▶ [Do this] Give the listing below again in full, exactly as written.

--

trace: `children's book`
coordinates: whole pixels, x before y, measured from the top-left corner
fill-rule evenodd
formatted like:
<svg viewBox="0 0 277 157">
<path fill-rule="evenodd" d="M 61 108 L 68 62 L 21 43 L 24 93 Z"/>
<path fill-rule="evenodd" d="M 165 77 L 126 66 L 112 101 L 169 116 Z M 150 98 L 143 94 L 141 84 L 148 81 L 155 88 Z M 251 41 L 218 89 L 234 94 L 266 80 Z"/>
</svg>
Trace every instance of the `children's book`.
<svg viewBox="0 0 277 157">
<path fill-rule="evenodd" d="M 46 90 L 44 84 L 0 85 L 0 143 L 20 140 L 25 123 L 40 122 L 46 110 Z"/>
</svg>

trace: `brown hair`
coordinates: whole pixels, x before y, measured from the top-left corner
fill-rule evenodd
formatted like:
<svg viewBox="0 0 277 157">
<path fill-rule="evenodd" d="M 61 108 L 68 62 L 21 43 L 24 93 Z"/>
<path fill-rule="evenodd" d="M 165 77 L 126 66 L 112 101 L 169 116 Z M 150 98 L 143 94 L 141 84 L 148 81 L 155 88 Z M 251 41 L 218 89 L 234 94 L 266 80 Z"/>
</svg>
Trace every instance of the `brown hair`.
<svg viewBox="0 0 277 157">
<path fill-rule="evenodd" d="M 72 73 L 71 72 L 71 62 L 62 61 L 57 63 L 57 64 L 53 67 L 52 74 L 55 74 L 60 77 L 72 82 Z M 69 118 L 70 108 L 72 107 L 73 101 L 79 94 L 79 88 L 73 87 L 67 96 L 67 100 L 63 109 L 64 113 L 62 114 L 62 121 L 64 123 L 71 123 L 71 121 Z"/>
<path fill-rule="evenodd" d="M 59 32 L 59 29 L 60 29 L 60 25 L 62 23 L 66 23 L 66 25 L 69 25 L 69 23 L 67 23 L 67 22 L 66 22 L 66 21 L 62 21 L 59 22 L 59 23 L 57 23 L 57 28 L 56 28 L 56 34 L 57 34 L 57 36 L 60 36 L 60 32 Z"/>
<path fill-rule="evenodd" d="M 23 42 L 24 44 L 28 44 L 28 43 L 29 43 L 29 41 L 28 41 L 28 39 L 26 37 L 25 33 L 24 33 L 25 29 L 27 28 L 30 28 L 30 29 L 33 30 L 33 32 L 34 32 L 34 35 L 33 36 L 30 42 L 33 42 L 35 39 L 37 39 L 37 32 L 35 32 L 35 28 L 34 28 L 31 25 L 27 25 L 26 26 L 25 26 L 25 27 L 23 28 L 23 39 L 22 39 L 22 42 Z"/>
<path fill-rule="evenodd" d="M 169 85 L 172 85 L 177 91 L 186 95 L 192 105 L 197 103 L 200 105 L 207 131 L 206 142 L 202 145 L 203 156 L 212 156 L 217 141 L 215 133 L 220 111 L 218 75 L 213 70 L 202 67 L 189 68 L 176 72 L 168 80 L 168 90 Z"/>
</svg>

--

▶ [Answer to this problem]
trace: `children's book`
coordinates: whole pixels, x before y, measured from the top-left corner
fill-rule evenodd
formatted like:
<svg viewBox="0 0 277 157">
<path fill-rule="evenodd" d="M 61 108 L 68 62 L 21 43 L 24 93 Z"/>
<path fill-rule="evenodd" d="M 165 77 L 126 66 L 112 101 L 169 116 Z M 150 98 L 143 94 L 141 84 L 148 81 L 155 88 Z M 251 41 L 218 89 L 234 94 L 266 80 Z"/>
</svg>
Trace every instance of the `children's book`.
<svg viewBox="0 0 277 157">
<path fill-rule="evenodd" d="M 46 90 L 44 84 L 0 85 L 0 143 L 20 140 L 25 123 L 40 122 L 46 110 Z"/>
</svg>

trace: `brown hair`
coordinates: whole pixels, x before y, measured from the top-left corner
fill-rule evenodd
formatted like:
<svg viewBox="0 0 277 157">
<path fill-rule="evenodd" d="M 61 108 L 68 62 L 21 43 L 24 93 Z"/>
<path fill-rule="evenodd" d="M 165 77 L 126 66 L 112 101 L 169 116 Z M 150 98 L 143 94 L 141 84 L 148 81 L 155 88 Z M 251 41 L 218 89 L 234 94 L 266 80 Z"/>
</svg>
Trace every instance of the `brown hair`.
<svg viewBox="0 0 277 157">
<path fill-rule="evenodd" d="M 72 73 L 71 72 L 71 62 L 62 61 L 57 63 L 57 64 L 53 67 L 52 74 L 55 74 L 60 77 L 72 82 Z M 69 118 L 70 108 L 72 107 L 73 101 L 79 94 L 79 88 L 73 87 L 67 96 L 67 100 L 63 109 L 64 113 L 62 114 L 62 121 L 64 123 L 71 123 L 71 121 Z"/>
<path fill-rule="evenodd" d="M 59 32 L 59 29 L 60 29 L 60 25 L 62 23 L 66 23 L 66 25 L 69 25 L 69 23 L 67 23 L 67 22 L 66 22 L 66 21 L 62 21 L 59 22 L 59 23 L 57 23 L 57 28 L 56 28 L 56 34 L 57 34 L 57 36 L 60 36 L 60 32 Z"/>
<path fill-rule="evenodd" d="M 23 42 L 24 44 L 28 44 L 28 43 L 29 43 L 29 41 L 28 41 L 28 39 L 26 37 L 25 33 L 24 33 L 25 29 L 27 28 L 30 28 L 30 29 L 33 30 L 33 32 L 34 32 L 34 35 L 33 36 L 30 42 L 33 42 L 35 39 L 37 39 L 37 32 L 35 32 L 35 28 L 34 28 L 31 25 L 27 25 L 26 26 L 25 26 L 25 27 L 23 28 L 23 39 L 22 39 L 22 42 Z"/>
<path fill-rule="evenodd" d="M 169 85 L 172 85 L 177 91 L 186 95 L 192 105 L 197 103 L 200 105 L 207 131 L 206 142 L 202 145 L 203 156 L 212 156 L 217 141 L 215 133 L 220 111 L 218 75 L 213 70 L 202 67 L 189 68 L 176 72 L 168 80 L 168 90 Z"/>
</svg>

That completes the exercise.